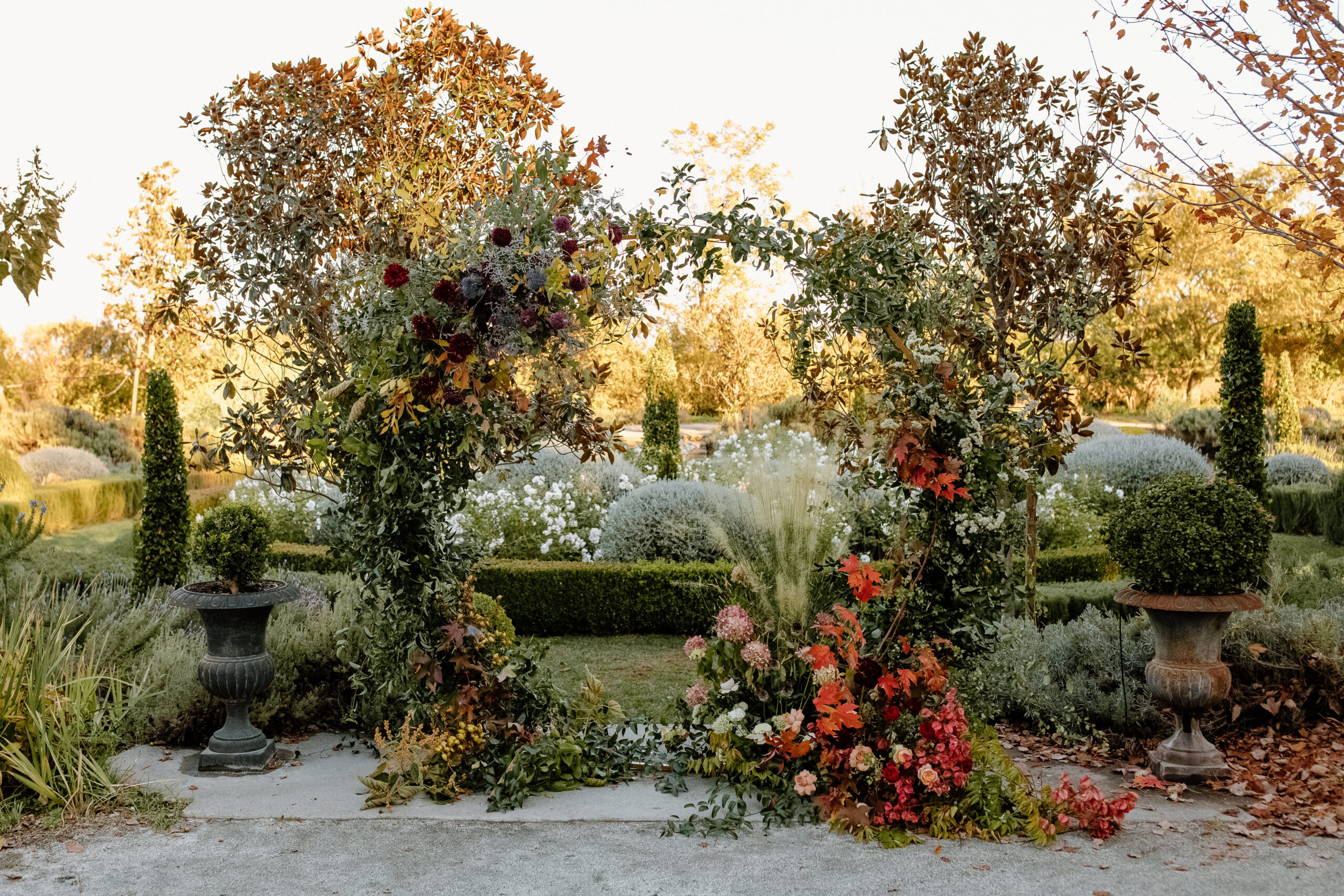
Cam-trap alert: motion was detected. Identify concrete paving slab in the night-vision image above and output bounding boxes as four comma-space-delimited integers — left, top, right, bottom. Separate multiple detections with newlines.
113, 733, 711, 822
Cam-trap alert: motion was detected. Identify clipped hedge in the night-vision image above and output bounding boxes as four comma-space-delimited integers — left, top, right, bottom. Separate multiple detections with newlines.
1013, 545, 1119, 583
476, 560, 732, 636
0, 476, 145, 532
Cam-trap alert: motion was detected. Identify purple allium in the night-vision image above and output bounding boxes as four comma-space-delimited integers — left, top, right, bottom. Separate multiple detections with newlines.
713, 603, 751, 642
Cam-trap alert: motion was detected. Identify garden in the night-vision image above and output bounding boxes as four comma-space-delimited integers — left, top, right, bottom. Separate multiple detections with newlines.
0, 4, 1344, 876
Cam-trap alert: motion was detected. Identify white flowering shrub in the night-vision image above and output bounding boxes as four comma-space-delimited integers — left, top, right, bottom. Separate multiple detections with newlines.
19, 445, 108, 485
1060, 435, 1214, 494
1268, 451, 1335, 485
446, 450, 656, 562
215, 476, 343, 544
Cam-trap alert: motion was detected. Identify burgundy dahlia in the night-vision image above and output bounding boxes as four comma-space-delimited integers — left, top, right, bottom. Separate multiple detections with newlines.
447, 333, 476, 364
432, 279, 463, 308
411, 314, 442, 340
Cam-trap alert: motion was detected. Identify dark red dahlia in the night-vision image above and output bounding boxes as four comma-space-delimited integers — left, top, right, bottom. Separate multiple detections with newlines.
854, 657, 881, 690
447, 333, 476, 364
411, 314, 442, 340
432, 279, 463, 308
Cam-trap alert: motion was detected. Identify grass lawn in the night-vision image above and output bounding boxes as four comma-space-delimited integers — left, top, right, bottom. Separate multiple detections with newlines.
544, 634, 695, 719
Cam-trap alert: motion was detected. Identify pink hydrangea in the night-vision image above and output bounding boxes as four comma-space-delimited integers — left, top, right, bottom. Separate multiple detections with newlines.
686, 681, 710, 707
713, 603, 751, 641
742, 642, 770, 670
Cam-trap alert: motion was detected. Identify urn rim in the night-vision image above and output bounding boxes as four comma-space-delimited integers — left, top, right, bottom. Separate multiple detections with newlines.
1116, 587, 1265, 613
168, 579, 300, 610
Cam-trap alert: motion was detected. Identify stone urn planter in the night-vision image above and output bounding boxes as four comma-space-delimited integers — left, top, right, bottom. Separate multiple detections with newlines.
170, 579, 300, 771
1116, 588, 1263, 781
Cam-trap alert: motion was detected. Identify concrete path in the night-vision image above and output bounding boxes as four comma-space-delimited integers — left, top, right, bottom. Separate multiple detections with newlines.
0, 735, 1344, 896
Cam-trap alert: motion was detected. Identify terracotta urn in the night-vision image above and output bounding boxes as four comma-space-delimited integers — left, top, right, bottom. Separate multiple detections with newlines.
170, 579, 300, 771
1116, 588, 1263, 781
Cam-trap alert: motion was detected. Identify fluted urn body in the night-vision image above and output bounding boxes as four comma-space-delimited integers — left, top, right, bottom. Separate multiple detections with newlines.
1116, 588, 1263, 779
170, 581, 298, 771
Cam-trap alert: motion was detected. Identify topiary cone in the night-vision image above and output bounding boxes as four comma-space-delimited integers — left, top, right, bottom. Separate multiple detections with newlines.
132, 368, 191, 591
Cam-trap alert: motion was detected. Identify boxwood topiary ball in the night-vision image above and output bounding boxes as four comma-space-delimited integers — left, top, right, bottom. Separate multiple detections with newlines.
1105, 473, 1273, 595
191, 504, 270, 594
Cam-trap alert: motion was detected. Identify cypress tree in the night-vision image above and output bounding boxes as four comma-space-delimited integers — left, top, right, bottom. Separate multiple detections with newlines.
132, 368, 191, 591
1274, 352, 1303, 445
640, 329, 681, 480
1216, 302, 1265, 501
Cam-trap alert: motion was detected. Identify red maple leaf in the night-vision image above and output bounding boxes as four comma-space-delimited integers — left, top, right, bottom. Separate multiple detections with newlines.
812, 680, 863, 735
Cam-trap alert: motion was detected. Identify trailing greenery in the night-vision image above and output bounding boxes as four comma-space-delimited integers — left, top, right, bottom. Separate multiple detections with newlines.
1274, 351, 1303, 445
1106, 476, 1272, 594
134, 368, 191, 591
640, 328, 681, 480
191, 504, 270, 594
476, 560, 732, 636
1216, 302, 1265, 500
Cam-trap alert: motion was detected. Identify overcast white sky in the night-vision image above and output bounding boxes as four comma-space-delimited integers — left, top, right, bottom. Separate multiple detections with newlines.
0, 0, 1250, 337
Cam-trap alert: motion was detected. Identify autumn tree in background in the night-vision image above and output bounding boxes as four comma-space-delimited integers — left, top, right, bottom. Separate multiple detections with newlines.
177, 8, 606, 468
0, 149, 74, 302
1099, 0, 1344, 280
89, 161, 208, 414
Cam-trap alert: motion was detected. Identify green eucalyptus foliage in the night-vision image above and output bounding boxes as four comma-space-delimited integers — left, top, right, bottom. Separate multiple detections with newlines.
191, 504, 270, 594
133, 368, 191, 591
641, 329, 681, 480
1106, 474, 1273, 594
1216, 302, 1265, 501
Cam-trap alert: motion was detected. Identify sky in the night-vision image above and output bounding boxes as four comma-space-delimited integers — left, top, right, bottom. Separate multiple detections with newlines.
0, 0, 1254, 339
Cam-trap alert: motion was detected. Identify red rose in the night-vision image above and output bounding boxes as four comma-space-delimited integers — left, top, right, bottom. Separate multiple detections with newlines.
447, 333, 476, 364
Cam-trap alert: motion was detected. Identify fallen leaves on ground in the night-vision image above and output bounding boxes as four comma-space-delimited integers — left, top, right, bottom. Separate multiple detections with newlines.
1210, 720, 1344, 838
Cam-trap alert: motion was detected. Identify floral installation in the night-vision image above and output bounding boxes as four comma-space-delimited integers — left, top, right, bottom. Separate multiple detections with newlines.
668, 555, 1133, 846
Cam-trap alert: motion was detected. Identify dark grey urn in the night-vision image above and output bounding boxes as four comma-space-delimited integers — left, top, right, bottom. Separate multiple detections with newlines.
170, 579, 300, 771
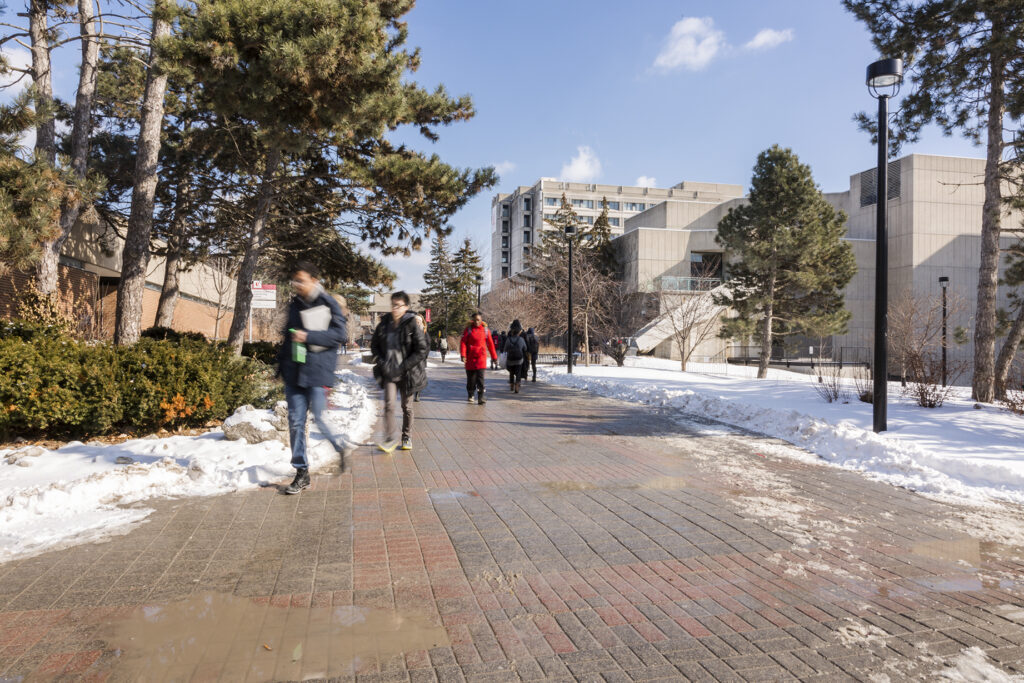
####################
**WHAT IS EXPECTED**
Turn all of the material above into a Markdown table with the columns Row and Material line, giving each line its own numbered row and skipping blank lines. Leave the pictures out.

**THE RESULT**
| Row | Material line |
|---|---|
| 1 | Cam-trap alert: motion was detected. Identify concrete paving slab in the night-vision image above and output bounding boxes as four comma-space-delimited integers — left, top, right, bottom. Separate multiple detections with newlines. |
| 2 | 113, 733, 711, 822 |
| 3 | Cam-trap alert: motion was detected. Identify clipped hedge in the night-vision image above and output bounding boxes as four comma-space-delimited integers — left, top, right, bottom. Separate multiple detections with newlines. |
| 4 | 1013, 545, 1119, 583 |
| 5 | 476, 560, 732, 636 |
| 6 | 0, 476, 145, 532 |
| 7 | Cam-trap alert: motion was detected. Identify purple allium in the night-vision image above and output bounding boxes as four comma-space-delimited integers — left, top, right, bottom. Separate multiple detections with newlines. |
| 8 | 713, 603, 751, 642 |
| 9 | Cam-trap alert: motion was detected. Identify garden in the night-vision image above and output bounding boxes as four comma-space-delimited integers — left, top, right, bottom. Separate multiple detections with newlines. |
| 10 | 0, 4, 1344, 876 |
| 11 | Cam-trap alert: motion was detected. Identify white flowering shrub in the night-vision image above and output bounding boxes as four comma-space-delimited integers — left, top, right, bottom. Separate multiple detections with newlines. |
| 12 | 19, 445, 108, 485 |
| 13 | 1060, 435, 1214, 494 |
| 14 | 1268, 451, 1335, 485 |
| 15 | 446, 450, 656, 562 |
| 16 | 215, 476, 343, 544 |
| 17 | Cam-trap alert: motion was detected. Identify burgundy dahlia in the night-vision image above and output bounding boxes as four comma-space-delimited integers — left, top, right, bottom. Separate multiple detections with newlines. |
| 18 | 447, 333, 476, 364 |
| 19 | 432, 279, 463, 308 |
| 20 | 411, 314, 442, 340 |
| 21 | Cam-trap alert: motion was detected. Identify dark red dahlia in the night-vision image above and output bounding boxes as four comma-space-delimited integers — left, top, right, bottom. Separate multiple detections with newlines. |
| 22 | 854, 657, 881, 690 |
| 23 | 447, 333, 476, 364 |
| 24 | 411, 314, 442, 340 |
| 25 | 432, 279, 463, 308 |
| 26 | Cam-trap alert: motion was detected. Identify grass lawn in the night-vision image above and output bounding boxes as four comma-space-delimited integers — left, top, right, bottom. Separate multiple detections with newlines. |
| 27 | 544, 634, 695, 719 |
| 28 | Cam-trap alert: motion was detected. Identify pink hydrangea in the night-vision image above and output bounding boxes as four comma-space-delimited integers — left, top, right, bottom. Separate multiple detections with newlines. |
| 29 | 686, 681, 710, 707 |
| 30 | 713, 603, 751, 641 |
| 31 | 742, 642, 770, 670 |
| 32 | Cam-trap alert: motion was detected. Identify urn rim in the night-vision image above and output bounding boxes as four comma-space-delimited integers — left, top, right, bottom. Separate multiple detections with newlines. |
| 33 | 1116, 587, 1265, 613 |
| 34 | 168, 579, 300, 610 |
| 35 | Cam-trap alert: motion was detected. Identify stone urn planter in the night-vision image above and output bounding boxes as four comma-space-delimited integers — left, top, right, bottom. Separate multiple detections with newlines. |
| 36 | 170, 579, 300, 771 |
| 37 | 1116, 588, 1263, 781 |
| 38 | Cam-trap alert: motion was detected. Identify concrete path in the night-vision image above and output bounding boxes as four comma-space-delimited integers — left, top, right, bottom. Separate multiple detections with newlines. |
| 39 | 0, 735, 1344, 896 |
| 40 | Cam-trap alert: motion was detected. Identify terracotta urn in the night-vision image above and output bounding boxes as four comma-space-delimited integers — left, top, right, bottom. Separate multiple detections with newlines. |
| 41 | 170, 579, 300, 771 |
| 42 | 1116, 588, 1263, 781 |
| 43 | Cam-trap alert: motion was detected. Identify fluted urn body in the night-vision image above and output bounding boxes as four comma-space-delimited integers — left, top, right, bottom. Separate multiple detections with newlines. |
| 44 | 1116, 588, 1263, 779 |
| 45 | 170, 581, 298, 771 |
| 46 | Cam-trap alert: motion was detected. Identify topiary cone in the night-vision image above and output bounding boxes as four comma-space-delimited integers — left, top, right, bottom. Separate multiple detections with newlines. |
| 47 | 132, 368, 191, 591 |
| 48 | Cam-trap alert: motion was detected. Identify boxwood topiary ball in the night-vision image above and output bounding boxes as four comma-space-delimited integers — left, top, right, bottom. Separate multiple detections with newlines. |
| 49 | 1105, 473, 1273, 595 |
| 50 | 191, 504, 270, 594 |
| 51 | Cam-trap alert: motion was detected. Identify cypress tree in the night-vision image above and output bounding boxes as four comma-space-delimited integers — left, top, right, bottom. Separate multiple detections with newlines. |
| 52 | 132, 368, 191, 591 |
| 53 | 1274, 352, 1303, 445 |
| 54 | 640, 329, 681, 480 |
| 55 | 1216, 302, 1265, 501 |
| 56 | Cam-trap alert: motion was detected. Identify red maple leaf in the night-vision image above and output bounding boxes as four comma-space-delimited integers — left, top, right, bottom. Separate multiple detections with newlines. |
| 57 | 812, 680, 863, 735 |
| 58 | Cam-trap alert: motion was detected. Identify trailing greenery in the night-vision image above and output bounding boxes as four comma-space-delimited integers — left, top, right, bottom. Separate multiple detections with newlines. |
| 59 | 1274, 351, 1303, 445 |
| 60 | 1106, 476, 1272, 594 |
| 61 | 134, 368, 191, 591 |
| 62 | 640, 328, 681, 480 |
| 63 | 191, 504, 270, 594 |
| 64 | 476, 560, 732, 636 |
| 65 | 1216, 302, 1265, 500 |
| 66 | Cam-trap alert: motion was detected. Identify overcast white sky in the night-vision image above and output bounding boxes as four comma-space-delimited integers — left, top, right, bottom. Separate multiple detections with newlines. |
| 67 | 0, 0, 1250, 337 |
| 68 | Cam-trap alert: motion was detected. Identify autumn tree in background in the night-vision image above and output bounding boxes as four comma-space-delimited integers — left, top, right, bottom. Separate multiple detections with newlines. |
| 69 | 177, 8, 606, 468 |
| 70 | 0, 149, 74, 302 |
| 71 | 1099, 0, 1344, 280 |
| 72 | 89, 161, 208, 414 |
| 73 | Cam-trap alert: motion was detected. Identify green eucalyptus foliage in the night-vision image above and output bounding boxes as four comma-space-delimited integers — left, top, right, bottom. Separate multiple detections with newlines. |
| 74 | 191, 504, 270, 594 |
| 75 | 133, 368, 191, 591 |
| 76 | 641, 329, 681, 480 |
| 77 | 1106, 474, 1273, 594 |
| 78 | 1216, 302, 1265, 501 |
| 79 | Cam-trap alert: motion was detected. Identify sky in the night-vision image above and output bounding boxes as four comma-space-delimited integers — left, top, right, bottom. Separate multiple detections with newlines. |
| 80 | 0, 0, 1254, 339 |
| 81 | Cam-trap alert: motion was detected. Identify red rose in the night-vision image above and output bounding boxes as four comma-space-delimited integers — left, top, right, bottom. Separate multiple detections with newlines. |
| 82 | 447, 333, 476, 364 |
| 83 | Cam-trap alert: motion was detected. Identify fallen leaves on ground in the night-vision image above and output bounding boxes as four comma-space-delimited integers — left, top, right, bottom. Separate multiple detections with newlines. |
| 84 | 1210, 720, 1344, 838 |
| 85 | Cam-trap alert: motion was detected. Identify floral installation in the night-vision image above and output bounding boxes as four comma-space-delimited integers — left, top, right, bottom. Separate multiple detections with newlines. |
| 86 | 668, 555, 1133, 846 |
| 87 | Cam-trap alert: motion was detected. Identify dark grey urn in the night-vision image above and output bounding boxes as four comma-space-delimited integers — left, top, right, bottom. Separate multiple detections with newlines. |
| 88 | 170, 579, 300, 771 |